- _Study material_:
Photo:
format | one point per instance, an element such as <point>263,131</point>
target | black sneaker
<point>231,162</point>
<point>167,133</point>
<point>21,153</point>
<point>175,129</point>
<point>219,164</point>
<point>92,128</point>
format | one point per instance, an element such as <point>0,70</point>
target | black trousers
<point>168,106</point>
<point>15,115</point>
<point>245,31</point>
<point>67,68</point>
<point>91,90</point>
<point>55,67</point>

- _What the exercise asks_: Give the entries again in full, exactly as they are written.

- _Solution for this exercise_:
Photo:
format | one point per instance, an element such as <point>263,131</point>
target | black sneaker
<point>231,162</point>
<point>167,133</point>
<point>21,153</point>
<point>175,129</point>
<point>219,164</point>
<point>92,128</point>
format | one point per instance, an element such as <point>0,70</point>
target | black trousers
<point>168,106</point>
<point>15,115</point>
<point>245,31</point>
<point>67,68</point>
<point>91,90</point>
<point>55,67</point>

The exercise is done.